“After Minister Berry had left, last night’s meeting returned to talking about the state of the government (being not responsive to community), the need to continue with their advocacy, and how difficult it is to get their local politicians to pay any attention to the realities of Woden’s needs,” writes PAUL COSTIGAN
THE Woden Valley Community Council (WVCC) meeting last night (September 4) was an evening of massive contrasts. It will be listed locally as being very memorable – for the wrong reasons.
There were two key presentations high on the agenda. The first was the report from the WVCC president, Fiona Carrick, on community facilities in Woden to be followed by a presentation by the ACT Sport and Recreation Minister Yvette Berry.
Fiona’s report was of the highest calibre. This was a community leader at her best. It was a presentation that politicians need to observe to see how important it is for democracy to have such a person present focused, advocacy-based on facts, facts and more facts – being a reality check on how to deal with the ACT government’s massive redevelopments in their area.
The WVCC knows what should be happening to deal with the enormous increases in population given the onslaught of the 20+ towers about to be built – all of them allowed to be 16+ storeys high. This will be a huge densification in population for the inner-Woden precinct.
The community council has accepted this and has concentrated its efforts on arguing for quality architecture, good urban design, green spaces and facilities.
The WVCC has set out in detail what is required for community, sports, and cultural facilities. It was an impressive presentation. The big impact came when Fiona produced a set of illustrations that clearly pointed to all the facilities around Canberra.
She referred to this as being the doughnut. Woden being the vacant hole in the middle with very few facilities – with most being on the northside. This means that many parents are having to drive north to deliver children to sports events and training. Key sports representatives in the audience backed this up.

_Entries provided_

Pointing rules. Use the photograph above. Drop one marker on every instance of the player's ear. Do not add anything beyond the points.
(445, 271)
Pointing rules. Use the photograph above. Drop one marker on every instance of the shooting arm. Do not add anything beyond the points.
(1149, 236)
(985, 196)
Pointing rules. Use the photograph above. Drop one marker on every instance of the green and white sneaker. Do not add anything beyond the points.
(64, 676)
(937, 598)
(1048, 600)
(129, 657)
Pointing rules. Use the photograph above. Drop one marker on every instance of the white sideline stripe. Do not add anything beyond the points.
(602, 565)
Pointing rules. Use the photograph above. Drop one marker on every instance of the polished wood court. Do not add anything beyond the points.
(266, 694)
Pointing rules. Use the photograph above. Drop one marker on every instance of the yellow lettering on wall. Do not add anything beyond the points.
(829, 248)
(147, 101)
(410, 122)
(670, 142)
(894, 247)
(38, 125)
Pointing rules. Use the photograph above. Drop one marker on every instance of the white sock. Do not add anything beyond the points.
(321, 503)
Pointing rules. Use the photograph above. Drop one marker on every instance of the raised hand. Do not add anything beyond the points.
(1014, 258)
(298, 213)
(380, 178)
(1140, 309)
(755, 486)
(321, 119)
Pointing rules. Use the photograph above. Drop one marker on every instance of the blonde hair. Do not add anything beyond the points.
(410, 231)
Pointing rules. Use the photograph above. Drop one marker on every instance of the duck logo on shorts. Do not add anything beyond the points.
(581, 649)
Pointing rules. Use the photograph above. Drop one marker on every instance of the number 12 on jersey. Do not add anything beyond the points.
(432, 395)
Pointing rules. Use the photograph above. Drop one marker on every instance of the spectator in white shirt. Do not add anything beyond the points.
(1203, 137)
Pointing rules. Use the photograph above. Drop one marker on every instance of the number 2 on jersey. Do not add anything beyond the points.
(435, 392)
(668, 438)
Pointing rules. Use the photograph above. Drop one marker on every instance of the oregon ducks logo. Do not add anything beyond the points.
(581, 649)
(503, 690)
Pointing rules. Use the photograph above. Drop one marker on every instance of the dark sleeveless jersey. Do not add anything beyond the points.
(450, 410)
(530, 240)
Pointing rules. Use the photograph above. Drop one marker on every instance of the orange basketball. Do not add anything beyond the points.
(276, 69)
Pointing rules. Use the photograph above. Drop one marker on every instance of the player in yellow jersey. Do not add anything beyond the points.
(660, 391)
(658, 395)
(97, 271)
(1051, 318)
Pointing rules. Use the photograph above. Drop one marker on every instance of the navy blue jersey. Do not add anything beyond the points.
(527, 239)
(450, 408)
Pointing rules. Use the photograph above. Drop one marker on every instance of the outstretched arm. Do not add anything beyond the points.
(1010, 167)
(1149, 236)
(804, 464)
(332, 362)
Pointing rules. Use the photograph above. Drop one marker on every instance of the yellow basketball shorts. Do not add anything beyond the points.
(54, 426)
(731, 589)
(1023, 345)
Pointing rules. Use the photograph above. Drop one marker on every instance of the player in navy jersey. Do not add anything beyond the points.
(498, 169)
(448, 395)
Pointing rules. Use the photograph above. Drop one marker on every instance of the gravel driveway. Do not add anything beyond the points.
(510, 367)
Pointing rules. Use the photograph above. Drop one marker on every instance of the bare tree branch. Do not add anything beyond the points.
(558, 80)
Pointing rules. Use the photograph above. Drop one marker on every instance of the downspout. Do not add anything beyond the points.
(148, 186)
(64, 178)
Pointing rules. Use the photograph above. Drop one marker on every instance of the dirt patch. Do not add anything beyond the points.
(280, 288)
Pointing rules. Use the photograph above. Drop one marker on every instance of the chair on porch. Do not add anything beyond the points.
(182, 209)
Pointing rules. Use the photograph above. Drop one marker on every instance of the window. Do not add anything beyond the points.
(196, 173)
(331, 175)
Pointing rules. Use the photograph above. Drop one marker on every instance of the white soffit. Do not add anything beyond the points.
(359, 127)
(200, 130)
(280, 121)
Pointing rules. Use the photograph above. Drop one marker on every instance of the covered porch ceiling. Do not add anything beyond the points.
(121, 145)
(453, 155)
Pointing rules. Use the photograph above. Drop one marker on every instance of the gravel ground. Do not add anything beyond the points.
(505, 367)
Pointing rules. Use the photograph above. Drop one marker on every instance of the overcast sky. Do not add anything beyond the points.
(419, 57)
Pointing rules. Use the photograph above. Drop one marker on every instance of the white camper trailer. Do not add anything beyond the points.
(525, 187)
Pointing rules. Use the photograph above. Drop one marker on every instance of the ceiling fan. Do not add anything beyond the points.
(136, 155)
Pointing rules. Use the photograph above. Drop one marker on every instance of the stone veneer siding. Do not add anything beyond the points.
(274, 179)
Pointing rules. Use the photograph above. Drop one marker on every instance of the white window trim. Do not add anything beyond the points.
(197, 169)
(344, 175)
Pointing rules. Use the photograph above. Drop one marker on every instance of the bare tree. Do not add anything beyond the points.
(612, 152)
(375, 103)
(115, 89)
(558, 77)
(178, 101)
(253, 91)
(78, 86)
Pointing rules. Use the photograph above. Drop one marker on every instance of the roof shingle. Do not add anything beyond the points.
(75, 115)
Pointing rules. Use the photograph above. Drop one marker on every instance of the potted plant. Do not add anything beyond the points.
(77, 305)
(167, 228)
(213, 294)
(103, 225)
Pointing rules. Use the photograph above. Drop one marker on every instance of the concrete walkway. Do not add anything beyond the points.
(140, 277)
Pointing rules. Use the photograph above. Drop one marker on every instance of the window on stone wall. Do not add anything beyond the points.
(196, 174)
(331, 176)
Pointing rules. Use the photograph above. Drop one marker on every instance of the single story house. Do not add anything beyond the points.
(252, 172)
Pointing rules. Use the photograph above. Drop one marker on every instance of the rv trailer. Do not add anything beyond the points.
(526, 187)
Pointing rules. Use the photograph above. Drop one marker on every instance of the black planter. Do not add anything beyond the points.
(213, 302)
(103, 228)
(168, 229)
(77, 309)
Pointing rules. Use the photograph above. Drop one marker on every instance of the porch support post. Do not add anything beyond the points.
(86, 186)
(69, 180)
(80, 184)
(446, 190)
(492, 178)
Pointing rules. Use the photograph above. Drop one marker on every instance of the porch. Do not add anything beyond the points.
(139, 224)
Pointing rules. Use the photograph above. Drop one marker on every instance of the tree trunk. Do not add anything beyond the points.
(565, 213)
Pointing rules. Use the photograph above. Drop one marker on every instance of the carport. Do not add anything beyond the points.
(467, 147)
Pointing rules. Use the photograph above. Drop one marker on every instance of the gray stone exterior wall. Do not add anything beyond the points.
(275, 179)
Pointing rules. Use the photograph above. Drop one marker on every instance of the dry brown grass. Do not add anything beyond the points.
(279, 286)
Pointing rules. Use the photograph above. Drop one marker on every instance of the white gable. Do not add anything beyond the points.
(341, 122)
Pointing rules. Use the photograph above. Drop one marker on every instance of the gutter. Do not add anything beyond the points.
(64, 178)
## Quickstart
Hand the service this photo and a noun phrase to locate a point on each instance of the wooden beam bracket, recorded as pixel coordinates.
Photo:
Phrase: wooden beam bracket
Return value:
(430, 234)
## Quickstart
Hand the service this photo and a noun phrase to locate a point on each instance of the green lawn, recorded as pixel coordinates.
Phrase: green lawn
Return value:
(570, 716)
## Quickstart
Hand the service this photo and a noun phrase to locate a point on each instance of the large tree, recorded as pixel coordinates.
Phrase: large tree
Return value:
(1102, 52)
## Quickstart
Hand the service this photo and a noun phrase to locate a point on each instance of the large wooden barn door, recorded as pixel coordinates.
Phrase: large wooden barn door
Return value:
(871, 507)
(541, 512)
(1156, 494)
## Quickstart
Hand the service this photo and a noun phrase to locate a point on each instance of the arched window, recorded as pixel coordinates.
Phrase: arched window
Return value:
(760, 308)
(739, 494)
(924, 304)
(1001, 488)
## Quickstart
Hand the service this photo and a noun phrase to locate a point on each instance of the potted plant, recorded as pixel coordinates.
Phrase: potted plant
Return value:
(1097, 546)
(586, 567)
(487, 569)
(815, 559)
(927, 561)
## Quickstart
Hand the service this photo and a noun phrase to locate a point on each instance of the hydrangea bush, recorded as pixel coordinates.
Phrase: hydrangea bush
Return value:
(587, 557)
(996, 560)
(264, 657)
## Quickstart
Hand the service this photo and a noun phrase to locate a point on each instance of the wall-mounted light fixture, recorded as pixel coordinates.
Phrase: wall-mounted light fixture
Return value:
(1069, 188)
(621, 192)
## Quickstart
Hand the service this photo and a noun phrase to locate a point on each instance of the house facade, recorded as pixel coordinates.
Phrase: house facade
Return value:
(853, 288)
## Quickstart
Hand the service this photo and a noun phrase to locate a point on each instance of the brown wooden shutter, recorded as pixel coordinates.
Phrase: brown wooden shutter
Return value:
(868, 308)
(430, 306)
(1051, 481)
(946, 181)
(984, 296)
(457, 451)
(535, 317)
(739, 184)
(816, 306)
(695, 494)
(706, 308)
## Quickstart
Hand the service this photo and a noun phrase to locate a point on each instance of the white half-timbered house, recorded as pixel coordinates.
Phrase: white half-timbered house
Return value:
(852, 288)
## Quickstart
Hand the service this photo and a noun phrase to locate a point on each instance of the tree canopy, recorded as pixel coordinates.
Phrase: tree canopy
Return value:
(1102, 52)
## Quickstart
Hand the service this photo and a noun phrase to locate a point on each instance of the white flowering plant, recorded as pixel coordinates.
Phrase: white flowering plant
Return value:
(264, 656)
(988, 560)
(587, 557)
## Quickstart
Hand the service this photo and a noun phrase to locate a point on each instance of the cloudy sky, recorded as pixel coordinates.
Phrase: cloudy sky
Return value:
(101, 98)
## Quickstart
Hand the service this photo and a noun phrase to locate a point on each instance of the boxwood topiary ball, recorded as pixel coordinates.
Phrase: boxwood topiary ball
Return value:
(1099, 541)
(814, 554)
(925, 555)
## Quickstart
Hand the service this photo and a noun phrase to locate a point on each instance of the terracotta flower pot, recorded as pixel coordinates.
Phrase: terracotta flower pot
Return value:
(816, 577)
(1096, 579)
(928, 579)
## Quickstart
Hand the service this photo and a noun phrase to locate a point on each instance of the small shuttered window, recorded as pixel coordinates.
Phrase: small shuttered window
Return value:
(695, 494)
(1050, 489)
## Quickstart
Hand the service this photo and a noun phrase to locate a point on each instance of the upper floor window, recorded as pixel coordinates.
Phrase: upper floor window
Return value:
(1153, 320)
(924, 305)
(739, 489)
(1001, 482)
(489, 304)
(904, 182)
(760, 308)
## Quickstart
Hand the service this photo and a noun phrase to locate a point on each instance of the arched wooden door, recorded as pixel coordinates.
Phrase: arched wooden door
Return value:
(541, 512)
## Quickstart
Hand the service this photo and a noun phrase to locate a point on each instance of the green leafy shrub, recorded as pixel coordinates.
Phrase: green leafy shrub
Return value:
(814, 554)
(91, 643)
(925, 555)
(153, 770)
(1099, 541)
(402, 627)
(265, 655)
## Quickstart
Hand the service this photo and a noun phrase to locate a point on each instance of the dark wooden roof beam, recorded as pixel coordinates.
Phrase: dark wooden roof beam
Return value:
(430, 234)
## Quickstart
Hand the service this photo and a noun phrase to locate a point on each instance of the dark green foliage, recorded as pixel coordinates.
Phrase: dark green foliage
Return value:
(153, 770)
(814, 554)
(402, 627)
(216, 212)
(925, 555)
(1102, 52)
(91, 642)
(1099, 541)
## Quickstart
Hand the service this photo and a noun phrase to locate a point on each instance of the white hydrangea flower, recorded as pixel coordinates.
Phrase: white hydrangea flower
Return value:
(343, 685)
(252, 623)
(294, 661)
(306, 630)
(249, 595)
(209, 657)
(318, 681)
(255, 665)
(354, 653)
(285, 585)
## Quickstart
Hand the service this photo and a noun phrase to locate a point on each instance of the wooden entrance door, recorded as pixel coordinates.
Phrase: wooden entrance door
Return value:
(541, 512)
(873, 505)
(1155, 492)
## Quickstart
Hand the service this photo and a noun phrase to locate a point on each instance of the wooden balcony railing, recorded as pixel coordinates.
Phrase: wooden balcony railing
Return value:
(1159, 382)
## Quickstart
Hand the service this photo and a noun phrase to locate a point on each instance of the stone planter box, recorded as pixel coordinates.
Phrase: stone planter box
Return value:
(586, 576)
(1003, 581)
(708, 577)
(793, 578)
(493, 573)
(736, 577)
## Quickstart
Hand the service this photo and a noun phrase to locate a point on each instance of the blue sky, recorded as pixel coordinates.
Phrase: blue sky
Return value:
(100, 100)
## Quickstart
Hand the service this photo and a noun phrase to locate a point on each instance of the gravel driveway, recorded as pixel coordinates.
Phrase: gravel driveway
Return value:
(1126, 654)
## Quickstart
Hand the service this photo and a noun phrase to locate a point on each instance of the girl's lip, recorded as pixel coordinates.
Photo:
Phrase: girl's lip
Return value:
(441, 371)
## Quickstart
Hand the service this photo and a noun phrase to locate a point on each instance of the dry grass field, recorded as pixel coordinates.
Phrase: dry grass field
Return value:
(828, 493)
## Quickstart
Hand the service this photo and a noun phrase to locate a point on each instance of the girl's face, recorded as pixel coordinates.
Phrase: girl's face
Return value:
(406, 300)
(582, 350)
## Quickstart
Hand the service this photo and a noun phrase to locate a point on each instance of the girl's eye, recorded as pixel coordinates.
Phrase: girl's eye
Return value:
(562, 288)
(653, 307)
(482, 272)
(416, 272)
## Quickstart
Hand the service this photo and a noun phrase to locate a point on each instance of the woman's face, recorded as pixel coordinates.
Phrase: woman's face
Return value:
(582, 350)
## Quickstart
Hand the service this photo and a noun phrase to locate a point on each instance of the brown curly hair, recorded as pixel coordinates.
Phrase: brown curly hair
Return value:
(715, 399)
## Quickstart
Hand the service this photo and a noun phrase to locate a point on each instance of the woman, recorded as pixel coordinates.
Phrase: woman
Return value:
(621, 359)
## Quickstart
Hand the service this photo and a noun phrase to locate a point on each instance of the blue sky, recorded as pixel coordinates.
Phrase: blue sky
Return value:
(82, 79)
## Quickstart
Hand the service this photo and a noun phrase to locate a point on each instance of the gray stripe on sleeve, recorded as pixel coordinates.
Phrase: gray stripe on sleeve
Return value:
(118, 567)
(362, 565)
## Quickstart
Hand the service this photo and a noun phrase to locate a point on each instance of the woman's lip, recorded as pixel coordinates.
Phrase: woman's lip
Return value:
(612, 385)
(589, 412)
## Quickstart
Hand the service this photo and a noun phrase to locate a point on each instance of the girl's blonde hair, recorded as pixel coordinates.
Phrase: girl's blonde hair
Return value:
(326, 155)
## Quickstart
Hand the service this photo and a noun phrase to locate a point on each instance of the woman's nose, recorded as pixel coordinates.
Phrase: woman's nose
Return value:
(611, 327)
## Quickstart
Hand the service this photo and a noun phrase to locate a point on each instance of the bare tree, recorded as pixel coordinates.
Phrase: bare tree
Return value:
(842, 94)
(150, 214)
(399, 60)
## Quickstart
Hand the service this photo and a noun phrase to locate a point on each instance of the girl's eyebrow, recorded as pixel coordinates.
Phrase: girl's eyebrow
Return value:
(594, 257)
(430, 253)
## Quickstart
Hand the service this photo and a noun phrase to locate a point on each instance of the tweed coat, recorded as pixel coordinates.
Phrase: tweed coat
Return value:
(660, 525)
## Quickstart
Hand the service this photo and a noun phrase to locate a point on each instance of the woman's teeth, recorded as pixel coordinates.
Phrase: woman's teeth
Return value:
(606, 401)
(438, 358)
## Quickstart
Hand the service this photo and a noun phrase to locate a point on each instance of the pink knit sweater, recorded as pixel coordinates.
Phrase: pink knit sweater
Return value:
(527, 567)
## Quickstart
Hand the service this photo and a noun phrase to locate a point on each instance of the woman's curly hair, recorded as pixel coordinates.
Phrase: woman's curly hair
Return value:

_Task set_
A - Translate this sentence from the Woden article into Spanish: "The community council has accepted this and has concentrated its efforts on arguing for quality architecture, good urban design, green spaces and facilities."
B - Reproduce word for word everything in the Woden article from "The WVCC has" down to "facilities around Canberra.".
The listing above comes from a separate source.

_Answers to each task_
A - El consejo comunitario ha aceptado esto y ha concentrado sus esfuerzos en abogar por una arquitectura de calidad, un buen diseño urbano, espacios verdes e instalaciones.

B -
The WVCC has set out in detail what is required for community, sports, and cultural facilities. It was an impressive presentation. The big impact came when Fiona produced a set of illustrations that clearly pointed to all the facilities around Canberra.